* **WHAT YOU SHOULD DO**: Repeat the records exactly. Every line must match.

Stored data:

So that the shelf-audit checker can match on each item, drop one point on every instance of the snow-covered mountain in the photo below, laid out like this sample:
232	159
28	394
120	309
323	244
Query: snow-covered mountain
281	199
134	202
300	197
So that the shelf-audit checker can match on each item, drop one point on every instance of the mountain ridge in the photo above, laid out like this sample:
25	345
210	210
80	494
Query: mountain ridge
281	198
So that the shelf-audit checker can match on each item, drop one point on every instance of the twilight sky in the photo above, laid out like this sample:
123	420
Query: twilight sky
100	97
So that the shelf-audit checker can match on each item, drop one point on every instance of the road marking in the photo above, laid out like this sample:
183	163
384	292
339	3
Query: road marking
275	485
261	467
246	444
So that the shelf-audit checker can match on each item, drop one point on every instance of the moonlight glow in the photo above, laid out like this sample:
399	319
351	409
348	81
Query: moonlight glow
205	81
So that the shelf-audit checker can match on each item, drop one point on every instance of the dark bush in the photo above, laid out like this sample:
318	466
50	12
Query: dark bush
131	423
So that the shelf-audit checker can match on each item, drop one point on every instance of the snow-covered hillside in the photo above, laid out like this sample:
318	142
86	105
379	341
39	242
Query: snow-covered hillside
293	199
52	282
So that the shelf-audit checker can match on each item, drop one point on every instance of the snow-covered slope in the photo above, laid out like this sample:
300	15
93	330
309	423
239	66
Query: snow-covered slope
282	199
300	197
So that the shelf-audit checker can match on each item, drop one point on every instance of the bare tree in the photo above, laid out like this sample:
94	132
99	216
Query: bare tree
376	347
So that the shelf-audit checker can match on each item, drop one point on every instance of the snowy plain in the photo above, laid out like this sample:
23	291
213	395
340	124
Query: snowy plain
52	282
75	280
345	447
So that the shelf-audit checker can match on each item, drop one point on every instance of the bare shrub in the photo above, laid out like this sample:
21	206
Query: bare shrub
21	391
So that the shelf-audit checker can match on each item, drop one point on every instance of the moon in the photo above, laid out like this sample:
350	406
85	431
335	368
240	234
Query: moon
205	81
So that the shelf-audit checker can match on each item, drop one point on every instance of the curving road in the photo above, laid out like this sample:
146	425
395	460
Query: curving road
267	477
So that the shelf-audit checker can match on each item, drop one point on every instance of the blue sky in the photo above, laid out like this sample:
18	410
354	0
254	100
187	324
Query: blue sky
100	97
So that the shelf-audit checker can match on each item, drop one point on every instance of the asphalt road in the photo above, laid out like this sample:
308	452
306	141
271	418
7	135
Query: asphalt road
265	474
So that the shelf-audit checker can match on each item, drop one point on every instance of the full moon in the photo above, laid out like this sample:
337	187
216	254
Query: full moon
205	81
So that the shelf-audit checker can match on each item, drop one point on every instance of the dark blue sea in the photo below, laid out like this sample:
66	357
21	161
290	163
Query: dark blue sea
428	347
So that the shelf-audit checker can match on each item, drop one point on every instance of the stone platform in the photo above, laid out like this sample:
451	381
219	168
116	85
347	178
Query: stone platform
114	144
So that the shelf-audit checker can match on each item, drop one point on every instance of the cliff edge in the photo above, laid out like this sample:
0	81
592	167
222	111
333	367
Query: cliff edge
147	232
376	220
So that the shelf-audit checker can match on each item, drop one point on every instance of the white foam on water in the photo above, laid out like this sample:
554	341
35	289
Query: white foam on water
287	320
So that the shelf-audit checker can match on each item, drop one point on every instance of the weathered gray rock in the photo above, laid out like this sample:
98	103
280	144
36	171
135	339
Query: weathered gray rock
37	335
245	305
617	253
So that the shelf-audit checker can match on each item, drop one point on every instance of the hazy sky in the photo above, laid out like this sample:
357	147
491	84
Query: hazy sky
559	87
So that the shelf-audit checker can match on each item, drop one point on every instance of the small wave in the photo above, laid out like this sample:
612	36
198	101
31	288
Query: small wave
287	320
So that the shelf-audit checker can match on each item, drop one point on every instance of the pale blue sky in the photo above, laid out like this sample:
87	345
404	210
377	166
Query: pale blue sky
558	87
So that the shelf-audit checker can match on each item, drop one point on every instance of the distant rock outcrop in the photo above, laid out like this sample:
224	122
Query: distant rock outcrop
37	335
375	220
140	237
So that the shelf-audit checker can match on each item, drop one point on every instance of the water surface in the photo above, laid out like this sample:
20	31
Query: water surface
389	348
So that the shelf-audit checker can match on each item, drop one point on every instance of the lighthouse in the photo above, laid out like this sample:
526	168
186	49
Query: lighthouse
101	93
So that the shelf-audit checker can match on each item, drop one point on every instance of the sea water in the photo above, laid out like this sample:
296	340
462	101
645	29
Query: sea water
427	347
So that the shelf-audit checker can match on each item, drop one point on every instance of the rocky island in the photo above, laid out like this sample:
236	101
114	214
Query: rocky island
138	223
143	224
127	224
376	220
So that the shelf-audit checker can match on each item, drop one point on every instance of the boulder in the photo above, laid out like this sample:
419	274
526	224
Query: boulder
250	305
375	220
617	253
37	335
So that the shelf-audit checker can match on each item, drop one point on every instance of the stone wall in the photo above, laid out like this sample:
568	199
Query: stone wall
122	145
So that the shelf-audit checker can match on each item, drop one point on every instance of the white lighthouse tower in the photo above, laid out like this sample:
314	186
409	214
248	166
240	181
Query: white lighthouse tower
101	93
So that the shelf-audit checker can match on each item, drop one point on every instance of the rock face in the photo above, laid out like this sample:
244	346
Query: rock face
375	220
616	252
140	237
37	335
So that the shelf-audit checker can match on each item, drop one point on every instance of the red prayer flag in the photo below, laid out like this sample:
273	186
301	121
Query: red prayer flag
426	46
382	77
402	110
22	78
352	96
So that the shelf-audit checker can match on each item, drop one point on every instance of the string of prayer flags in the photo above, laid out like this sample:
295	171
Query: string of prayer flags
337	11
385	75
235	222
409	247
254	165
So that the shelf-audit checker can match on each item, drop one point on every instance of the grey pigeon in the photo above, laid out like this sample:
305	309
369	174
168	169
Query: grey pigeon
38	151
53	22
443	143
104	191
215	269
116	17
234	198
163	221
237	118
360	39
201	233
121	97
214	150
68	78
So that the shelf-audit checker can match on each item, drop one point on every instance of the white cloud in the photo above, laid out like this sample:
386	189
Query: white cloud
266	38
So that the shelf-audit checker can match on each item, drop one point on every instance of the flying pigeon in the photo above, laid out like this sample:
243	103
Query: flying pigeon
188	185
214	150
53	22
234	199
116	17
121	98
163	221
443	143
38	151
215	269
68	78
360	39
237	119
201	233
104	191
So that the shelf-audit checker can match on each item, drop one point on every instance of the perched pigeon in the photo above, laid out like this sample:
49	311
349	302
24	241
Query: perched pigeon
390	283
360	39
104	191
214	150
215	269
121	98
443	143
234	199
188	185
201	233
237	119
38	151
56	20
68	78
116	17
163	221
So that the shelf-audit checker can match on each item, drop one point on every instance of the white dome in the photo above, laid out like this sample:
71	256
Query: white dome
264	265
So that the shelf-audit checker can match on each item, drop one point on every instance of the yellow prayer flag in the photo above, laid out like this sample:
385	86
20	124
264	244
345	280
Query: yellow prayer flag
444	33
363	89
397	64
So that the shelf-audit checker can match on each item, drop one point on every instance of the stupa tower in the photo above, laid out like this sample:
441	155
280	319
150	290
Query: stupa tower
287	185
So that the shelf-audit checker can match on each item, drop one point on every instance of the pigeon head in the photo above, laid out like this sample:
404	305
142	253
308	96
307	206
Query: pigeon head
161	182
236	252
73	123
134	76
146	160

* **FULL OUTPUT**:
So that the shelf-audit checker can match on each item, drop one point on every instance of the snow-covered mountain in the photo below, laid out like this sample:
232	159
28	394
120	309
323	244
Query: snow-covered mountain
281	199
134	202
300	197
So that the shelf-audit checker can match on each item, drop one point on every instance of the mountain ridge in the photo above, laid out like this sample:
25	345
210	210
80	494
Query: mountain ridge
281	198
So that the shelf-audit checker can match on each item, drop one point on every instance of the twilight sky in the photo above, laid out like this sample:
123	420
Query: twilight sky
100	97
So that the shelf-audit checker can match on each item, drop one point on every instance of the road marking in the photo above, laid out like this sample:
183	163
384	292
339	3
Query: road marking
275	485
261	467
246	444
So that the shelf-audit checker can match on each item, drop one point on every instance of the moonlight glow in the photo above, laid out like this sample:
399	319
351	409
348	81
Query: moonlight glow
205	81
So that the shelf-audit checker can match on each item, drop one point on every instance of the dark bush in the photo above, laid out like this sample:
318	466
50	12
Query: dark bush
131	423
So that the shelf-audit checker can match on each item, drop one point on every instance of the snow-covered hillside in the photo above, laid out like this sample:
318	142
86	105
379	341
39	242
Query: snow-covered hillside
293	199
52	282
So that the shelf-audit checker can match on each item, drop one point on every instance of the snow-covered slope in the photo above, laid out like this sample:
300	15
93	330
309	423
239	66
Query: snow-covered slope
282	199
300	197
So that the shelf-audit checker can match on each item, drop one point on every instance of the bare tree in the photo above, laid out like this sample:
94	132
99	216
Query: bare tree
376	347
So that the shelf-audit checker can match on each item, drop one point on every instance of the snowy plain in the photo above, laid out like this sample:
23	291
213	395
340	124
Query: snowy plain
52	282
75	280
345	447
So that the shelf-audit checker can match on each item, drop one point on every instance of the bare shrub in the photo above, laid out like this sample:
21	206
Query: bare shrub
21	391
So that the shelf-audit checker can match on each item, drop one point on every instance of the moon in the photo above, laid out like this sample:
350	406
85	431
335	368
240	234
Query: moon
205	81
So that the shelf-audit checker can match on each item, drop one point on every instance of the curving road in the photo above, laid out like this sample:
146	425
395	460
Query: curving road
267	477
So that the shelf-audit checker can match on each item, drop one point on every instance of the blue sky in the photo above, laid out like this sample:
18	410
354	0
254	100
187	324
Query: blue sky
100	97
So that the shelf-audit checker can match on each item, drop one point on every instance of the asphalt road in the photo above, laid out like this sample:
308	452
306	141
271	418
7	135
Query: asphalt road
265	474
So that the shelf-audit checker can match on each item, drop one point on every instance of the full moon in the photo above, laid out like this sample:
337	187
216	254
Query: full moon
205	81
So that the shelf-audit checker can match on each item, drop one point on every instance of the dark blue sea in the photo below, laid out like this sample:
66	357
21	161
290	163
Query: dark blue sea
428	347
So that the shelf-audit checker can match on each item, drop one point on every instance of the stone platform in the photo above, laid out like this sample:
451	381
219	168
116	85
347	178
Query: stone platform
114	144
So that the shelf-audit checker can match on each item, drop one point on every instance of the cliff edge in the photo above, laid out like this sample:
0	81
592	167
222	111
333	367
Query: cliff edge
147	232
376	220
So that the shelf-audit checker can match on each item, drop one point on every instance of the white foam on water in the photo above, laid out like this sample:
554	341
35	289
Query: white foam on water
287	320
So that the shelf-audit checker can match on each item, drop one point on every instance of the weathered gray rock in the photo above, laid out like this sample:
98	103
280	144
36	171
135	339
Query: weathered gray rock
37	335
245	305
617	253
So that the shelf-audit checker can match on each item, drop one point on every instance of the hazy sky in the photo above, laid out like this sample:
357	147
491	84
Query: hazy sky
559	87
So that the shelf-audit checker can match on each item, drop one point on every instance of the small wave in the photo above, laid out like this sample:
612	36
198	101
31	288
Query: small wave
287	320
So that the shelf-audit checker can match on each item, drop one point on every instance of the pale blue sky in the photo above, laid out like this sample:
87	345
404	210
377	166
Query: pale blue sky
558	87
So that the shelf-audit checker can match on each item, drop one point on every instance of the distant rock outcrop in the photo above, laid out like this sample:
224	122
Query: distant rock outcrop
37	335
375	220
140	237
So that the shelf-audit checker can match on each item, drop one point on every instance of the water surface in the photo above, laid out like this sample:
20	31
Query: water surface
389	348
So that the shelf-audit checker can match on each item, drop one point on every instance of the lighthouse in the photo above, laid out like this sample:
526	168
186	49
Query: lighthouse
101	93
So that the shelf-audit checker can match on each item, drop one point on every instance of the sea water in the photo above, laid out like this sample:
296	340
462	101
645	29
Query: sea water
427	347
So that the shelf-audit checker can match on each item, drop one point on every instance of the rocky island in the photo above, laid out like this sample:
236	101
114	214
Query: rocky island
138	223
143	224
127	224
376	220
So that the shelf-audit checker can match on each item, drop one point on every instance of the boulder in the photo above, laid out like this sample:
419	274
526	224
Query: boulder
250	305
375	220
617	253
37	335
So that the shelf-audit checker can match on each item, drop one point on every instance of the stone wall in the photo above, laid out like this sample:
568	199
Query: stone wall
122	145
So that the shelf-audit checker can match on each item, drop one point on every instance of the white lighthouse tower in the photo above, laid out like this sample:
314	186
409	214
248	166
240	181
Query: white lighthouse tower
101	93
So that the shelf-audit checker can match on each item, drop one point on every instance of the rock face in the photo above, laid out like this sample:
244	346
Query: rock face
375	220
616	252
140	237
37	335
So that the shelf-audit checker can match on each item, drop one point on every instance of the red prayer flag in the photo below, laid out like this sample:
273	186
301	121
Query: red prayer flag
426	46
382	77
402	110
22	78
352	96
So that the shelf-audit checker can match on each item, drop one point on every instance of the string of prayer flags in the photo above, laid out like this sample:
295	171
Query: string of prayer flags
337	11
385	75
235	222
409	247
254	165
So that the shelf-audit checker can match on each item, drop one point on every instance of the grey pigeon in the photo above, laid out like this sample:
305	309
369	174
168	169
Query: grey pigeon
38	151
53	22
443	143
104	191
215	269
116	17
234	198
163	221
237	118
360	39
201	233
121	97
214	150
68	78
So that the shelf-audit checker can match on each item, drop one point on every instance of the white cloud in the photo above, laid out like this sample:
386	189
Query: white cloud
266	38
So that the shelf-audit checker can match on each item, drop one point on every instance of the flying pigeon in the photo above, laid out like this sample:
243	103
Query: flying pigeon
188	185
214	150
53	22
234	199
116	17
121	98
163	221
443	143
38	151
215	269
68	78
360	39
237	119
201	233
104	191
So that the shelf-audit checker can match on each item, drop one point on every instance of the perched pigeon in the photo above, laid out like this sample:
49	311
349	302
24	241
Query: perched pigeon
390	283
360	39
104	191
214	150
215	269
121	98
443	143
234	199
188	185
201	233
237	119
38	151
56	20
68	78
116	17
163	221
So that the shelf-audit checker can match on each item, drop one point on every instance of the white dome in the photo above, laid out like this sample:
71	256
Query: white dome
264	265
So that the shelf-audit checker can match on each item, drop one point on every instance of the yellow prayer flag in the photo above, laid out like this sample:
385	86
20	124
264	244
345	280
Query: yellow prayer flag
444	33
363	89
397	64
So that the shelf-audit checker can match on each item, drop one point on every instance of the stupa tower in the photo above, laid out like this sample:
441	155
280	319
150	290
Query: stupa tower
287	185
So that the shelf-audit checker can match on each item, drop one point on every instance of the pigeon head in the photo above, laid out like this sample:
404	305
142	253
308	96
307	206
Query: pigeon head
161	182
236	252
73	123
134	76
146	160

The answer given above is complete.